◆ EXERCISE DETAILS:
Rewrite the text of every listing below with "Kindly provide" changed to "Please supply" wherever it appears, keeping everything else the same. Leave the pictures out.
━━ SOURCE DATA
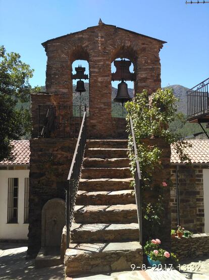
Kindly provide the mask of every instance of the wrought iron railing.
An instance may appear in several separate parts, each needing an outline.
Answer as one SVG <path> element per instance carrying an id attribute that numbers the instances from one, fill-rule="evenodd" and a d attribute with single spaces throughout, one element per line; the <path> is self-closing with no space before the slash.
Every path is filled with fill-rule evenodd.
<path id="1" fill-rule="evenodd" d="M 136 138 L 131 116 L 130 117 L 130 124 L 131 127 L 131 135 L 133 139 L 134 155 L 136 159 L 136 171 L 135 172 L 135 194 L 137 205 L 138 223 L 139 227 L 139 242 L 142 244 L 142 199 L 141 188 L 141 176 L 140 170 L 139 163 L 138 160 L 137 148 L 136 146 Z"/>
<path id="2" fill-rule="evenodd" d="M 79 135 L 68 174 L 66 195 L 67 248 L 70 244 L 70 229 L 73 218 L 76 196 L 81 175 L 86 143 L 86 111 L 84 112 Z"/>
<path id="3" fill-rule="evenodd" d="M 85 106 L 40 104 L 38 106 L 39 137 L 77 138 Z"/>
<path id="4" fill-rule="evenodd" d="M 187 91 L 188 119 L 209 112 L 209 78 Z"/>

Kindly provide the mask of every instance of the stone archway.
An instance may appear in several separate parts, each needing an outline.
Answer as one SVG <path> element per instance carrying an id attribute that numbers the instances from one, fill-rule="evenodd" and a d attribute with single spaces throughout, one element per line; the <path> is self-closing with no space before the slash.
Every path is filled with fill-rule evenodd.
━━━━
◆ WRITTEN SOLUTION:
Please supply the mask of every instance of the wrought iron railing.
An instance may appear in several separate parts, each needing an outline.
Answer as one SVG <path> element per instance carrying an id attribute that numbers the instances from one, fill-rule="evenodd" and a d attribute with single spaces throughout, one element per line; the <path> is self-closing with no space before the slash.
Every path is filled with fill-rule evenodd.
<path id="1" fill-rule="evenodd" d="M 136 138 L 131 116 L 130 117 L 130 124 L 131 127 L 131 135 L 133 139 L 134 155 L 136 159 L 136 171 L 135 172 L 135 194 L 137 205 L 138 223 L 139 227 L 139 242 L 142 244 L 142 199 L 141 188 L 141 176 L 140 170 L 139 163 L 138 160 L 137 148 L 136 146 Z"/>
<path id="2" fill-rule="evenodd" d="M 79 135 L 68 174 L 66 195 L 67 248 L 70 244 L 70 229 L 73 218 L 76 196 L 81 175 L 86 143 L 86 111 L 84 112 Z"/>
<path id="3" fill-rule="evenodd" d="M 85 106 L 40 104 L 38 106 L 39 137 L 77 138 Z"/>
<path id="4" fill-rule="evenodd" d="M 187 91 L 188 119 L 209 112 L 209 78 Z"/>

Please supply the mask of every instance of the stone archway.
An instance may appear in several separate parts, each needing an outline.
Answer as one SVG <path> element per instance carrying an id attribute that numbers the instances from one, fill-rule="evenodd" and a d attribute with single spaces throughout, one element per line; the <path> is self-closing with no space before the slash.
Every path is filled with fill-rule evenodd.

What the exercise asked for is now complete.